### [AIM OF THE EXERCISE]
Copy out the data that comes next, character for character, and leave the images aside.

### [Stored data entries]
*** Block opens ***

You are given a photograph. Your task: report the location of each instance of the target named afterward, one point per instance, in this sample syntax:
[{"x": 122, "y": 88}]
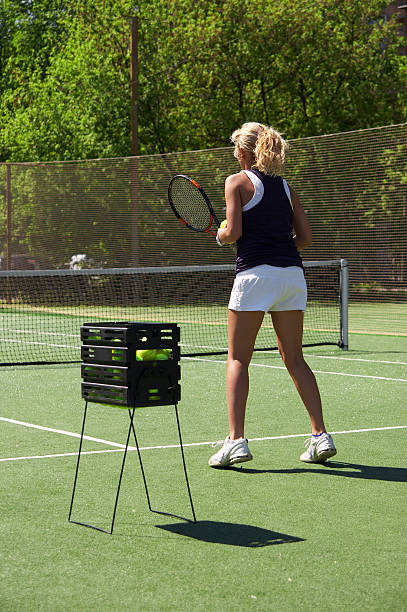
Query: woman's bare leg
[
  {"x": 243, "y": 327},
  {"x": 288, "y": 326}
]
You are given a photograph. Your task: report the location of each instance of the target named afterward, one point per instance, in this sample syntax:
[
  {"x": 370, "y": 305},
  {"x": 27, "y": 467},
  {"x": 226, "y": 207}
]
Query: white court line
[
  {"x": 189, "y": 444},
  {"x": 262, "y": 365},
  {"x": 355, "y": 359},
  {"x": 65, "y": 433}
]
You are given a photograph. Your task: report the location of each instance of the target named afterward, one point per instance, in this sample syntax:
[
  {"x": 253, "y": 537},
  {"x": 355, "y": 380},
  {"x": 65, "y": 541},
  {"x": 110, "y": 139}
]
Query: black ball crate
[{"x": 112, "y": 374}]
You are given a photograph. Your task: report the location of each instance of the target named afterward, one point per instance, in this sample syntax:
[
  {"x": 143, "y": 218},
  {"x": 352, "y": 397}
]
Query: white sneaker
[
  {"x": 232, "y": 451},
  {"x": 319, "y": 449}
]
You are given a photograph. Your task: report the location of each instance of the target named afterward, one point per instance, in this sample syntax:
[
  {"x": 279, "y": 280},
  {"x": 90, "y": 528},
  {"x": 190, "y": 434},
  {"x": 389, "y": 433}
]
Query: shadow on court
[
  {"x": 336, "y": 468},
  {"x": 232, "y": 534}
]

*** Block closes ***

### [ANSWER TO THIS PROBLEM]
You are given a photograph. Your task: report the location of each instance of the target named afterward, one point per instance, in this sample syntax:
[{"x": 122, "y": 88}]
Query: woman's bare leg
[
  {"x": 243, "y": 327},
  {"x": 288, "y": 326}
]
You are given a photograph. Your task: report the location of each instance of the target named afterward, one point per instance, in this sample syntax:
[
  {"x": 370, "y": 305},
  {"x": 27, "y": 467},
  {"x": 226, "y": 207}
]
Query: white court line
[
  {"x": 189, "y": 444},
  {"x": 262, "y": 365},
  {"x": 355, "y": 359},
  {"x": 65, "y": 433}
]
You are given a photograph. Your task: report the location of each instance of the target named afterward, one point per instance, in this sample syntax:
[
  {"x": 253, "y": 537},
  {"x": 355, "y": 380},
  {"x": 65, "y": 541},
  {"x": 110, "y": 139}
]
Query: black ball crate
[{"x": 112, "y": 374}]
You are given a photograph. Your task: report the location of each instance of the target named afterward, one point per instance, in this sample syntax:
[
  {"x": 143, "y": 218},
  {"x": 352, "y": 397}
]
Query: white sneaker
[
  {"x": 232, "y": 451},
  {"x": 319, "y": 449}
]
You are given a photograph. Your task: report the location of each instance of the target named afterward, one point per instance, in this sample syntax:
[
  {"x": 279, "y": 280},
  {"x": 90, "y": 528},
  {"x": 190, "y": 434},
  {"x": 389, "y": 433}
]
Query: shadow on court
[
  {"x": 336, "y": 468},
  {"x": 232, "y": 534}
]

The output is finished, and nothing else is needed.